──────── RECORDS FOR THIS EXERCISE ────────
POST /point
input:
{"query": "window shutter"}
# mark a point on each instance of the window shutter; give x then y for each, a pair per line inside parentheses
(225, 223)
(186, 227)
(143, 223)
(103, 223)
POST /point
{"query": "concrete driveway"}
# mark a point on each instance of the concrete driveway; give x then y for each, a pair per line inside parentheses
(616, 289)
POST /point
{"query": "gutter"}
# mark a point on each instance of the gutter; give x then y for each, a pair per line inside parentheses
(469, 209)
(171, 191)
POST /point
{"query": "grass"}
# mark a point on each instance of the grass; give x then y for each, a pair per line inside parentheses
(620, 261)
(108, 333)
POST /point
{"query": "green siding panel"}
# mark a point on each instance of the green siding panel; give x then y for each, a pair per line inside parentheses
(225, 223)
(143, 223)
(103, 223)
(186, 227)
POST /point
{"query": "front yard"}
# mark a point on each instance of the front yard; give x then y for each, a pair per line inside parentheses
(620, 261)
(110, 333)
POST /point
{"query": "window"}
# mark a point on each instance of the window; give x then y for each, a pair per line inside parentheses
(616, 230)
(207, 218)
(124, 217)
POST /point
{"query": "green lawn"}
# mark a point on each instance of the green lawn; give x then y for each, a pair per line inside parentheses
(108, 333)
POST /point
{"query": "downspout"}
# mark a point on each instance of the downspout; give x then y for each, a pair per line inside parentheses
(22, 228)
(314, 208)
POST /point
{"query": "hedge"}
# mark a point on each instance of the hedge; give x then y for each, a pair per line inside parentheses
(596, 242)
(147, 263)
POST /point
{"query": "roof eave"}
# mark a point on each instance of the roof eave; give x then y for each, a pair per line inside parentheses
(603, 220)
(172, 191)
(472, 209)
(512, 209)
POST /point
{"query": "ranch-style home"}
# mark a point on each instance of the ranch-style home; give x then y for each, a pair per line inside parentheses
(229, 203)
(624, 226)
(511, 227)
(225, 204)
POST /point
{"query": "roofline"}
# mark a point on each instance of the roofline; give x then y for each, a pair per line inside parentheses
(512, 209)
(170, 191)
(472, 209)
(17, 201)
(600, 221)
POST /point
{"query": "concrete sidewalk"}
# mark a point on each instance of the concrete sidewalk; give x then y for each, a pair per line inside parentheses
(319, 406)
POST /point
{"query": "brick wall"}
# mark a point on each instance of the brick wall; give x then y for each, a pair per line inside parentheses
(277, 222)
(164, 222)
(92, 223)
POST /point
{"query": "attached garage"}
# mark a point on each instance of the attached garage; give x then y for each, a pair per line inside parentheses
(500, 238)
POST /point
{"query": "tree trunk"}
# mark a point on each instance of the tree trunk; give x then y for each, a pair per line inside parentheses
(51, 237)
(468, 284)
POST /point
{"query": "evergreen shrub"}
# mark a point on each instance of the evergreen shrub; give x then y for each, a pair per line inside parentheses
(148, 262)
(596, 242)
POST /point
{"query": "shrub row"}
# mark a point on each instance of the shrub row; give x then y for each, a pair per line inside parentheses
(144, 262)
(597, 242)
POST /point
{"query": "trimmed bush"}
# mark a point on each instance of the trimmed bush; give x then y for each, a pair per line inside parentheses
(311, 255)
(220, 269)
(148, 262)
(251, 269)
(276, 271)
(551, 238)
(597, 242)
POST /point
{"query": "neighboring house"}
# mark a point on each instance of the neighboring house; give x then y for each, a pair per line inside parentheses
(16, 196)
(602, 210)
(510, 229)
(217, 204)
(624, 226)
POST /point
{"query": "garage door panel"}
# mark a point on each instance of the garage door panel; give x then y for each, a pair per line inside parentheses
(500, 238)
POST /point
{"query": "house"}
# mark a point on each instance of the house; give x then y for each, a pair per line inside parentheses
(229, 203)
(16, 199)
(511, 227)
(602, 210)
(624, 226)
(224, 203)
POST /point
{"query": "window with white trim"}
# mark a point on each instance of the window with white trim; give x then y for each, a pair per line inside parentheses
────────
- TASK DIRECTIONS:
Copy all data exactly, start to finish.

- SOLUTION FOR THIS PROBLEM:
POST /point
input:
{"query": "window shutter"}
# mark a point on each instance of the window shutter; give x then y for each, a pair per line inside parentheses
(225, 223)
(186, 227)
(143, 223)
(103, 223)
POST /point
{"query": "concrete driveway"}
# mark a point on each instance of the concrete driveway; give x then y for each, a pair per line inside parentheses
(616, 289)
POST /point
{"query": "gutter"}
# mark a point on each instance of the gutter; give x then y for each, a pair per line inside parentheses
(469, 209)
(171, 191)
POST /point
{"query": "grass"}
# mark a point on each instance of the grass; give x then y for each, a pair per line inside parentheses
(620, 261)
(108, 333)
POST /point
{"query": "green siding panel"}
# mark a point on each instance of the green siding panel; give x then y for each, a pair per line inside parentheses
(225, 223)
(143, 223)
(103, 223)
(186, 227)
POST /point
{"query": "front yard"}
# mark a point on each instance of the front yard; give x then y for each, a pair per line inside parentheses
(620, 261)
(110, 333)
POST /point
{"query": "window"}
# mark a point on each instance of the window; give x then y for each, a pair per line inside parentheses
(616, 230)
(207, 218)
(124, 217)
POST /point
{"query": "green lawn"}
# mark a point on each instance of the green lawn; give x then y for each, a pair per line inside parentheses
(108, 333)
POST /point
{"query": "downspout"}
# mark a point on each instance of the downspout; give x then y for each, a pair per line inside parentheses
(22, 228)
(314, 208)
POST /point
{"query": "hedge"}
# mark a point on each instance of the hedge; give x then y for each, a pair per line inside parentheses
(596, 242)
(147, 263)
POST /point
{"query": "roof eave"}
# mark a point on each instance of the roof eave; give x then y for each, a pair per line inside parentheses
(603, 220)
(172, 191)
(472, 209)
(512, 209)
POST /point
{"query": "ranch-style home"}
# mark a point on each instance of the ranch-style home; give x then y for each, a pair per line inside parentheses
(229, 203)
(624, 226)
(511, 227)
(225, 204)
POST /point
{"query": "roofline"}
# mark a point on each instance of the roofline; give x then y for each, a pair per line inside parentheses
(512, 209)
(170, 191)
(472, 209)
(17, 201)
(600, 221)
POST /point
{"query": "concrete sidewalk"}
# mark a point on each instance of the concrete sidewalk; give x then y for each, a pair per line inside parentheses
(319, 406)
POST /point
{"query": "brick wall"}
# mark a point on each instance of the brick wall; give x then y for each, a pair per line inside parentheses
(277, 222)
(164, 222)
(92, 223)
POST /point
{"query": "attached garage"}
# mark a point on each instance of the attached garage; give x then y for each, a pair per line inside parentheses
(500, 238)
POST /point
{"query": "tree trunk"}
# mark a point on each instance of the tree trunk; give x then y for each, a pair per line inside parentheses
(51, 237)
(468, 284)
POST /point
{"query": "evergreen shrub"}
# mark a point on each instance of the evergreen shrub; give x then y for each, a pair per line inside parentheses
(148, 262)
(596, 242)
POST /point
{"query": "shrub row"}
# mark a point on each instance of the shrub row; give x then y for each, a pair per line inside parentheses
(144, 262)
(597, 242)
POST /point
{"query": "trimmed bush"}
# mark a point on each instance of the trimmed bush; give x then y for each, a pair per line inside parentheses
(311, 255)
(220, 269)
(148, 262)
(251, 269)
(276, 271)
(551, 238)
(597, 242)
POST /point
{"query": "neighboring house"}
# mark a point on each instance of the neighboring house; give x then y for each, a pair per line inside parentheses
(16, 196)
(602, 210)
(510, 229)
(217, 204)
(624, 226)
POST /point
{"query": "garage door panel"}
# mark a point on each instance of the garage door panel; give x then y for each, a pair per line inside parentheses
(500, 238)
POST /point
{"query": "house"}
# mark a point on each instance of the house; give x then y for each, a pair per line inside parentheses
(229, 203)
(16, 199)
(511, 227)
(602, 210)
(624, 226)
(224, 203)
POST /point
{"query": "window with white trim"}
# mark a point on each instance of the window with white trim; give x then y for each, a pair per line inside parentheses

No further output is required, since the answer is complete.